SELECTION ▸
+===+
From 883d4cae4a2b01a05193cf2665c77b7489a8b6a0 Mon Sep 17 00:00:00 2001
From: Mark Fasheh <mark.fasheh@oracle.com>
Date: Mon, 5 Jun 2006 16:41:00 -0400
Subject: ocfs2: allocation hints

Record the most recently used allocation group on the allocation context, so
that subsequent allocations can attempt to optimize for contiguousness.
Local alloc especially should benefit from this as the current chain search
tends to let it spew across the disk.

Signed-off-by: Mark Fasheh <mark.fasheh@oracle.com>
---
 fs/ocfs2/localalloc.c |   8 +++
 fs/ocfs2/ocfs2.h      |   1 +
 fs/ocfs2/suballoc.c   | 147 +++++++++++++++++++++++++++++++++++++++++++++-----
 fs/ocfs2/suballoc.h   |   2 +
 4 files changed, 145 insertions(+), 13 deletions(-)

(limited to 'fs')
+===+
DATA EXCERPT ▸
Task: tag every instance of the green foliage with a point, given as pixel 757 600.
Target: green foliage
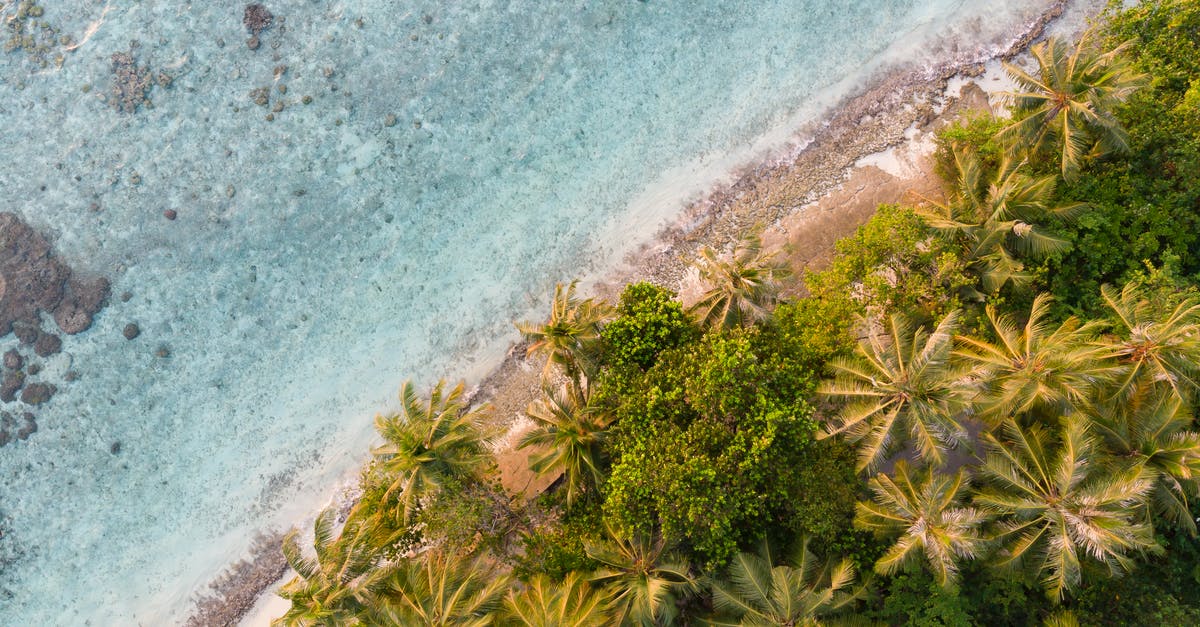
+===+
Please return the full ocfs2 allocation hints patch summary above, word for word.

From 883d4cae4a2b01a05193cf2665c77b7489a8b6a0 Mon Sep 17 00:00:00 2001
From: Mark Fasheh <mark.fasheh@oracle.com>
Date: Mon, 5 Jun 2006 16:41:00 -0400
Subject: ocfs2: allocation hints

Record the most recently used allocation group on the allocation context, so
that subsequent allocations can attempt to optimize for contiguousness.
Local alloc especially should benefit from this as the current chain search
tends to let it spew across the disk.

Signed-off-by: Mark Fasheh <mark.fasheh@oracle.com>
---
 fs/ocfs2/localalloc.c |   8 +++
 fs/ocfs2/ocfs2.h      |   1 +
 fs/ocfs2/suballoc.c   | 147 +++++++++++++++++++++++++++++++++++++++++++++-----
 fs/ocfs2/suballoc.h   |   2 +
 4 files changed, 145 insertions(+), 13 deletions(-)

(limited to 'fs')